*Consigne*. Pour chaque affirmation, dites par oui ou par non si le passage fourni la confirme, et citez les mots exacts qui tranchent. (a) Oriane est absente des actes II et III. (b) Le cinquième acte est entièrement consacré aux retrouvailles heureuses. (c) Le livret met en scène trois vilains enchanteurs.

*Passage fourni*.

Amadis brouillon d'Armide - (LULLY, Opéra de Massy, dir. Schneebeli)
Par DavidLeMarrec, dimanche 7 février 2010 à :: Baroque français et tragédie lyrique - Saison 2009-2010 :: #1470 :: rss
Quelques mots sur l'Amadis qui se joue encore aujourd'hui à l'Opéra de Massy.
1. L'oeuvre
Le livret de Quinault est faible cette fois-ci :
- Très lent : quasiment deux actes d'exposition, un troisième acte inutile, un cinquième acte tout entier pour les retrouvailles heureuses.
- Des méchants caricaturaux et des gentils niais : deux vilains enchanteurs faits pour la haine, une gentille fée sans motivation.
- Des enchaînements dramatiques sans aucune nécessité : uniquement dûs à la magie, ce qui dépasse largement l'intervention traditionnelle du deus ex machina appelé pour résoudre une situation insoluble.
- Des personnages peu attachants : Oriane n'apparaît pas pendant les actes II et III, on l'a à peine vue qu'on doit attendre l'acte IV pour la prendre en compassion. Corisande et Florestan ne font que minauder leur amour constant sans aucune variation psychologique et aucune incidence dramatique. Tout juste mettent-ils en valeur les douceurs de la constance au I et les douleurs de l'emprisonnement au III, comme aurait pu le faire un soliste issu des choeurs...

*Entrées*.
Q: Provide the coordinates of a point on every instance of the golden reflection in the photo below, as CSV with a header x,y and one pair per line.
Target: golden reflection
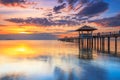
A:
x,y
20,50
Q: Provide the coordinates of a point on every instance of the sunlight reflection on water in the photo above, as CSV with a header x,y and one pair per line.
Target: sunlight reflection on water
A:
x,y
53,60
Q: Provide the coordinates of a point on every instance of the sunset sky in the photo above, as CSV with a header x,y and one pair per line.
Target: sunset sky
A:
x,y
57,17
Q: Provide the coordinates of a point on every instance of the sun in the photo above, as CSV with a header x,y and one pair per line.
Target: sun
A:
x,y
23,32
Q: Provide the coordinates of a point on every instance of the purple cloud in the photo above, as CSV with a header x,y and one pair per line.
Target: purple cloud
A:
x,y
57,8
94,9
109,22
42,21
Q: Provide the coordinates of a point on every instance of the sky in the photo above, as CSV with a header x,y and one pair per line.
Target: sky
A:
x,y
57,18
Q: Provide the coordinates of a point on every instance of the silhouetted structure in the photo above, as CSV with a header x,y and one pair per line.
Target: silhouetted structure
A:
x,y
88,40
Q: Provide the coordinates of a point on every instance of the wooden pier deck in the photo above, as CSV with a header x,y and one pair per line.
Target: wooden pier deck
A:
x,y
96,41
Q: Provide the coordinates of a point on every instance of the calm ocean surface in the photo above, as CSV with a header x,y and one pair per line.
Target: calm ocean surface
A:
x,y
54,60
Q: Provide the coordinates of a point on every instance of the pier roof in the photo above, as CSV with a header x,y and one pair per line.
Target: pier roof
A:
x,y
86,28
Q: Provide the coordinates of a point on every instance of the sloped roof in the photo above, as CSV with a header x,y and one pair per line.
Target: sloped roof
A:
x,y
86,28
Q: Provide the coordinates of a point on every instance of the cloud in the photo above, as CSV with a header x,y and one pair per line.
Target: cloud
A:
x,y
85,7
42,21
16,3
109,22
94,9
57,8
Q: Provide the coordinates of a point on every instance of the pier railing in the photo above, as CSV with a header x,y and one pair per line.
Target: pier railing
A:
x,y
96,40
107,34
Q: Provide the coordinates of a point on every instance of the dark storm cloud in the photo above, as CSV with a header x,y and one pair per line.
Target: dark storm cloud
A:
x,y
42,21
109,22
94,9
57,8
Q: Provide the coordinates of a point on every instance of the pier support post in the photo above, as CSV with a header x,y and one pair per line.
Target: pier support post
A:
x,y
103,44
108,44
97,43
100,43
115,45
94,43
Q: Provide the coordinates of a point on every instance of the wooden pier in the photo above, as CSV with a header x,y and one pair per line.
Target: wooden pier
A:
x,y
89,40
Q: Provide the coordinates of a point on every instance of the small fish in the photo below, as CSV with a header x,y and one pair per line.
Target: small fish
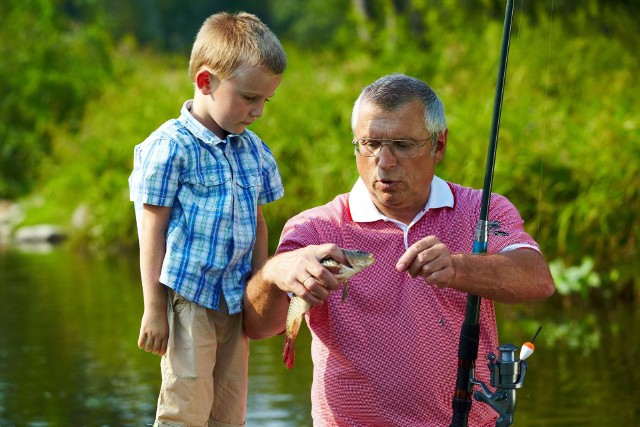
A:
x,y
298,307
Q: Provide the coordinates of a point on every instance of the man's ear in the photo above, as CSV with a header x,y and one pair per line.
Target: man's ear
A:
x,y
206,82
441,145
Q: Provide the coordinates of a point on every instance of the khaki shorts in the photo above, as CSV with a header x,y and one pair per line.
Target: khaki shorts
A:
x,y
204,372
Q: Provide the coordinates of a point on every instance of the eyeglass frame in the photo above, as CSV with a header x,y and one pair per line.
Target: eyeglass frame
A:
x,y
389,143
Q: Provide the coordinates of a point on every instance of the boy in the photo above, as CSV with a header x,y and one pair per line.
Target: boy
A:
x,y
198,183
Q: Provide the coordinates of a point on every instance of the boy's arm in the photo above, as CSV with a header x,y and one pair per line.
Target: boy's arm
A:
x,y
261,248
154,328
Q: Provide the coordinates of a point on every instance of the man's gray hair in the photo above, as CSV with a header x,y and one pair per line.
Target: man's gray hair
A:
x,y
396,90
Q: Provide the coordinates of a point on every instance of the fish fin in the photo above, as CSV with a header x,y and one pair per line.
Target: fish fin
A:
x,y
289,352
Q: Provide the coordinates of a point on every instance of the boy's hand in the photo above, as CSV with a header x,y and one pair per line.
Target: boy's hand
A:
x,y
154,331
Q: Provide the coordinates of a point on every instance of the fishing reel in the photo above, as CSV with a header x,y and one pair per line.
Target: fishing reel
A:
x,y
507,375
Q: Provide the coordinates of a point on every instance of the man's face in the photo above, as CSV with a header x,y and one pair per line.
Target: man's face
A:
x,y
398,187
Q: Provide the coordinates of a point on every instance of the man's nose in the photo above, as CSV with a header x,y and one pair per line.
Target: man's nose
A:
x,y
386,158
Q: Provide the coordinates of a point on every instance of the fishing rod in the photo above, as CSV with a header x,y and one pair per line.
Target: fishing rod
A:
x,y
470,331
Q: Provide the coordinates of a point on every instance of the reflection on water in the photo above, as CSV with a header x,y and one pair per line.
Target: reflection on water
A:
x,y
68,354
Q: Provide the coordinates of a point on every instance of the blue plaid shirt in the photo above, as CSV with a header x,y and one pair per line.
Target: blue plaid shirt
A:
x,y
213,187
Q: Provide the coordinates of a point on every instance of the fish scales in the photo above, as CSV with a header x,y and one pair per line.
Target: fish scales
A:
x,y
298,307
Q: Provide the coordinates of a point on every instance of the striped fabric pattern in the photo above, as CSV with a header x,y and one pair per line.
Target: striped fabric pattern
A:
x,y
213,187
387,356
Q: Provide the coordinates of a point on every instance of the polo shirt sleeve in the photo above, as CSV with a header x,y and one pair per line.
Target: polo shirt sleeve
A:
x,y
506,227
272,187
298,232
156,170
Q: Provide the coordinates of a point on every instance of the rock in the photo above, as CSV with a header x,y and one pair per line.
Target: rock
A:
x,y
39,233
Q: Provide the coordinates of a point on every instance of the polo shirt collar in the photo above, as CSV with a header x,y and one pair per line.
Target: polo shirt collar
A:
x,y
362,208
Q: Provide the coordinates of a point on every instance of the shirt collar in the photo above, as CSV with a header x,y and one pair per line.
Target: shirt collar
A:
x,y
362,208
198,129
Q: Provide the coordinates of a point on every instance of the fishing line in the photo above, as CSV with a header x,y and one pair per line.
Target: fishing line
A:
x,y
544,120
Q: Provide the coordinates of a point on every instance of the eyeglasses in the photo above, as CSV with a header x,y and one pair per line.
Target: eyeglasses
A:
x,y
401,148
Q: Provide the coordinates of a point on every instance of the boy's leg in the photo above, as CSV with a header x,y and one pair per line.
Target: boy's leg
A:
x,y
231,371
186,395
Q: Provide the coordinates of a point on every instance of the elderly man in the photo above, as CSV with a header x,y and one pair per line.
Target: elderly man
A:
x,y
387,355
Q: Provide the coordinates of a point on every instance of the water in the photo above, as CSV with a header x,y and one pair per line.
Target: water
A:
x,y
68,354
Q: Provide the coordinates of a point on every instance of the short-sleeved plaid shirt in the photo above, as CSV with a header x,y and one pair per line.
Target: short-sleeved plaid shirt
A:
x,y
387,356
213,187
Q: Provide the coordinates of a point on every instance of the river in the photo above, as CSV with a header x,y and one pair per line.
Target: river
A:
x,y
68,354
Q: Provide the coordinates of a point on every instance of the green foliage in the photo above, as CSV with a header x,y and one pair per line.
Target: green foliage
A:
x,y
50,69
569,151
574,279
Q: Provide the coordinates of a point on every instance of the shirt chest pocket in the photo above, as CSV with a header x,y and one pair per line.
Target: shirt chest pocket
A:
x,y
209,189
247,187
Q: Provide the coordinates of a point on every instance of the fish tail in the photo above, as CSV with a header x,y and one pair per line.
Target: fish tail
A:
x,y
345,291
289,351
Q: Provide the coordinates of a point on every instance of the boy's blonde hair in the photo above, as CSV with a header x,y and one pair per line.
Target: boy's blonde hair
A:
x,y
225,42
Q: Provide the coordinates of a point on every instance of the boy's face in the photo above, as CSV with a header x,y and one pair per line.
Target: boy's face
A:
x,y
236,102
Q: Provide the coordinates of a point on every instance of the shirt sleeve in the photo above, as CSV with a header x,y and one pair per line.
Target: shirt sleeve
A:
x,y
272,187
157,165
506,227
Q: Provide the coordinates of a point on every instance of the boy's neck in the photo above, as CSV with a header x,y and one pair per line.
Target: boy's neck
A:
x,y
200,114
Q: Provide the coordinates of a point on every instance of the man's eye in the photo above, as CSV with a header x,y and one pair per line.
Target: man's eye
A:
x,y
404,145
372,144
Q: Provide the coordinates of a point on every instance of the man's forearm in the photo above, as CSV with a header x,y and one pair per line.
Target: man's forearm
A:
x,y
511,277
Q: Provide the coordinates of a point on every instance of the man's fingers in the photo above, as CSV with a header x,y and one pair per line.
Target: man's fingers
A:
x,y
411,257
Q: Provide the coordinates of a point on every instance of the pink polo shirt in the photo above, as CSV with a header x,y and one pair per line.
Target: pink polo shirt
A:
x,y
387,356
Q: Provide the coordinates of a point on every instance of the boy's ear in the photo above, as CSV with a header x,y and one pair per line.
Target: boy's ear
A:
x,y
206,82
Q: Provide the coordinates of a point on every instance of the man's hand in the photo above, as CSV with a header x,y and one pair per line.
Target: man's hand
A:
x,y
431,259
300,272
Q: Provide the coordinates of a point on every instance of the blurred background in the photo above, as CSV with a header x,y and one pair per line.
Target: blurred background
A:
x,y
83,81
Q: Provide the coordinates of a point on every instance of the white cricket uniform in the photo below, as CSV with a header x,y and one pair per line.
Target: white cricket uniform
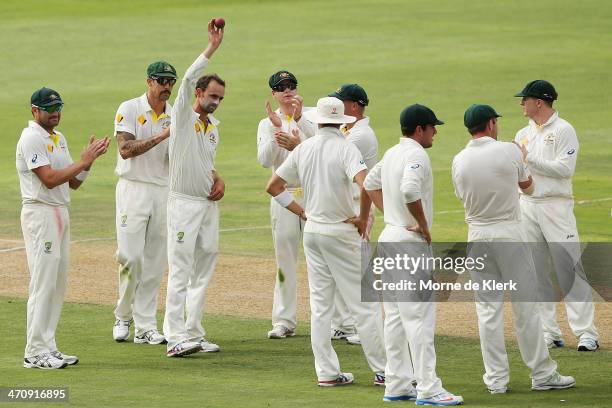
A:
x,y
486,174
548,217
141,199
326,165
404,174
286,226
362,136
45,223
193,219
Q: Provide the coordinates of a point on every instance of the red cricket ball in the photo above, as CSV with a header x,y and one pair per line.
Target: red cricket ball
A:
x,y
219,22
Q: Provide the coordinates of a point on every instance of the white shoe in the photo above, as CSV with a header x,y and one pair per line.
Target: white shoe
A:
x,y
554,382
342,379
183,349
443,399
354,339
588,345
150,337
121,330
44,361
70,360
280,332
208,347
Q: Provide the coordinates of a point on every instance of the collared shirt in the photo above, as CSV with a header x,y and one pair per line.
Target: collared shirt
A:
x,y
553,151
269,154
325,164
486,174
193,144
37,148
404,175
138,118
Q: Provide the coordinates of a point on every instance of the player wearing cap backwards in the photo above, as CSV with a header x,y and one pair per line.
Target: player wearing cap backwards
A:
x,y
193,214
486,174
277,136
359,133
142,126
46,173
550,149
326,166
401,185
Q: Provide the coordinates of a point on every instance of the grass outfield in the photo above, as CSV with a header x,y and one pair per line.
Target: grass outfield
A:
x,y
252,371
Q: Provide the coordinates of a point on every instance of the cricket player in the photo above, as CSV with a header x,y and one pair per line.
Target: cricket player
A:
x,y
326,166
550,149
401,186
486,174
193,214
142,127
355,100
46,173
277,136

*Réponse attendue*.
(a) Oui : « Oriane n'apparaît pas pendant les actes II et III »
(b) Oui : « un cinquième acte tout entier pour les retrouvailles heureuses »
(c) Non : « deux vilains enchanteurs faits pour la haine »